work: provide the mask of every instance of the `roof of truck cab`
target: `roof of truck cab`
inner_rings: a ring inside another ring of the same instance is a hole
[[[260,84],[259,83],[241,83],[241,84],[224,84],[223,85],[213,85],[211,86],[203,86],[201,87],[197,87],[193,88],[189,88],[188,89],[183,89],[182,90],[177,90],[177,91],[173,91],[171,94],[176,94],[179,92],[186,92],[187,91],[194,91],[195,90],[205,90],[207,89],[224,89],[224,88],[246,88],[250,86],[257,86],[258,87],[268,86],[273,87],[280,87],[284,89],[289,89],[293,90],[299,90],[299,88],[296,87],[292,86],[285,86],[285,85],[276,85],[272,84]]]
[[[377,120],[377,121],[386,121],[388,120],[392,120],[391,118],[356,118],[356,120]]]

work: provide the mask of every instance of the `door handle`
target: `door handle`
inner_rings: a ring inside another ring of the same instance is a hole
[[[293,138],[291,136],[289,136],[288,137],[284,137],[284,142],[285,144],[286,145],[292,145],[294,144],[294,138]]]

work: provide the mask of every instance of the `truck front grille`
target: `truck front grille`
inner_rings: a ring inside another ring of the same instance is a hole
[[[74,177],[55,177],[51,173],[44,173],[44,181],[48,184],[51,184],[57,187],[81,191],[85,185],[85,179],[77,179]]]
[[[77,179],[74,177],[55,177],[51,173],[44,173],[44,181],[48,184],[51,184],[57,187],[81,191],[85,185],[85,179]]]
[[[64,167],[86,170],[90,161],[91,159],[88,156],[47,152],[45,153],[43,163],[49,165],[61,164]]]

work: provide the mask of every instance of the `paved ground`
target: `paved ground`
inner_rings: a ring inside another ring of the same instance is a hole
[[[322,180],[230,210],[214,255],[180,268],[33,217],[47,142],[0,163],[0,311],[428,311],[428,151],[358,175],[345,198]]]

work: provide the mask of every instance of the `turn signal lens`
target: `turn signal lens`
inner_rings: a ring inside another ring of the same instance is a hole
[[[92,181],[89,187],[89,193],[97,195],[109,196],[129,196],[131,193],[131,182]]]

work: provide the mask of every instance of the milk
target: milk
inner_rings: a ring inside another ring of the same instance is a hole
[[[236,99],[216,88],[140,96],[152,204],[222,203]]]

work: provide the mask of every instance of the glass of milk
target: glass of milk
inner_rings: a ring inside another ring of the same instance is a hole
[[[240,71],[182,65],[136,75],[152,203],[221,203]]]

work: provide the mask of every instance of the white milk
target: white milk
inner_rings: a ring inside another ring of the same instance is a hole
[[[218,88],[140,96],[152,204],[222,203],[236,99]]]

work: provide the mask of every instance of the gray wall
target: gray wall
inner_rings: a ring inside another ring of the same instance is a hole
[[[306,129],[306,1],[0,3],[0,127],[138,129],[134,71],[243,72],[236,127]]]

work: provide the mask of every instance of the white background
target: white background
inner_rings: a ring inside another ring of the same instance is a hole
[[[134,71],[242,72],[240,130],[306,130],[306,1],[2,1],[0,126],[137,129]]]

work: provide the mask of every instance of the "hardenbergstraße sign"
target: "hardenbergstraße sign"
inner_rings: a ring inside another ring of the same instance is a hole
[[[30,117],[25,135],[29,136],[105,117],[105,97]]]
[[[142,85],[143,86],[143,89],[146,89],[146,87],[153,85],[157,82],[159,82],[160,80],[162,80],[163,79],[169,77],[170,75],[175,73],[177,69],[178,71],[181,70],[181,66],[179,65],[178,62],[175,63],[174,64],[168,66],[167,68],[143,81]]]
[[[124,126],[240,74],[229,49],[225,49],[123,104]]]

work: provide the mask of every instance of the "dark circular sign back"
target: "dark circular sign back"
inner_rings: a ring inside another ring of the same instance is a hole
-*-*-
• What to do
Every entry above should be retyped exactly as shown.

• Solved problem
work: provide the mask of every instance of the `roof of truck cab`
target: `roof of truck cab`
inner_rings: a ring inside another ring of the same instance is a hole
[[[260,84],[259,83],[241,83],[241,84],[224,84],[223,85],[213,85],[211,86],[203,86],[201,87],[197,87],[193,88],[189,88],[188,89],[183,89],[182,90],[177,90],[177,91],[173,91],[171,94],[176,94],[179,92],[186,92],[187,91],[194,91],[195,90],[205,90],[207,89],[224,89],[224,88],[246,88],[250,86],[257,86],[258,87],[268,86],[273,87],[280,87],[284,89],[289,89],[293,90],[299,90],[299,88],[296,87],[292,86],[285,86],[285,85],[276,85],[272,84]]]
[[[377,120],[377,121],[386,121],[388,120],[392,120],[391,118],[356,118],[356,120]]]

work: provide the mask of every instance of the `door handle`
target: `door handle`
inner_rings: a ring inside another ring of the same instance is a hole
[[[293,138],[291,136],[289,136],[288,137],[284,137],[284,142],[285,144],[286,145],[292,145],[294,144],[294,138]]]

work: provide the mask of every instance of the `truck front grille`
target: `truck front grille`
inner_rings: a ring inside another ring of the same instance is a hole
[[[74,177],[55,177],[51,173],[44,173],[44,181],[48,184],[51,184],[57,187],[81,191],[85,185],[85,179],[77,179]]]
[[[77,179],[74,177],[55,177],[51,173],[44,173],[44,181],[48,184],[51,184],[57,187],[81,191],[85,185],[85,179]]]
[[[64,167],[86,170],[90,161],[91,159],[88,156],[47,152],[45,153],[43,163],[49,165],[61,164]]]

work: provide the mask of every instance of the `paved ground`
target: `paved ground`
inner_rings: a ring inside another ring of the same instance is a hole
[[[322,180],[230,210],[214,255],[180,268],[33,217],[47,142],[0,163],[0,311],[428,311],[428,151],[358,175],[345,198]]]

work: provide the mask of every instance of the `turn signal lens`
target: `turn signal lens`
inner_rings: a ring inside another ring of the same instance is a hole
[[[92,181],[89,187],[89,193],[97,195],[109,196],[129,196],[131,193],[131,182]]]

work: provide the mask of every instance of the milk
target: milk
inner_rings: a ring inside another ring of the same instance is a hole
[[[236,99],[216,88],[140,96],[152,204],[222,203]]]

work: provide the mask of every instance of the glass of milk
target: glass of milk
inner_rings: a ring inside another ring of the same instance is a hole
[[[240,71],[182,65],[136,75],[152,203],[221,203]]]

work: provide the mask of every instance of the white milk
target: white milk
inner_rings: a ring inside another ring of the same instance is a hole
[[[218,88],[140,96],[152,204],[222,203],[236,99]]]

work: provide the mask of every instance of the gray wall
target: gray wall
inner_rings: a ring inside another ring of the same instance is a hole
[[[306,129],[306,1],[0,3],[0,127],[138,129],[134,71],[243,72],[236,127]]]

work: provide the mask of every instance of the white background
target: white background
inner_rings: a ring inside another ring of the same instance is a hole
[[[134,71],[242,72],[240,130],[306,130],[306,1],[2,1],[0,126],[137,129]]]

work: provide the mask of every instance of the "hardenbergstraße sign"
target: "hardenbergstraße sign"
inner_rings: a ring inside another ring of the same instance is a hole
[[[30,117],[25,135],[29,136],[105,117],[105,97]]]
[[[142,85],[143,86],[143,89],[146,89],[146,87],[153,85],[157,82],[159,82],[160,80],[162,80],[163,79],[169,77],[170,75],[175,73],[177,69],[178,71],[181,70],[181,66],[179,65],[178,62],[175,63],[174,64],[168,66],[167,68],[143,81]]]
[[[124,126],[240,74],[229,49],[225,49],[123,104]]]

work: provide the mask of every instance of the "dark circular sign back"
target: "dark circular sign back"
inner_rings: a ring inside another ring of the same instance is a hole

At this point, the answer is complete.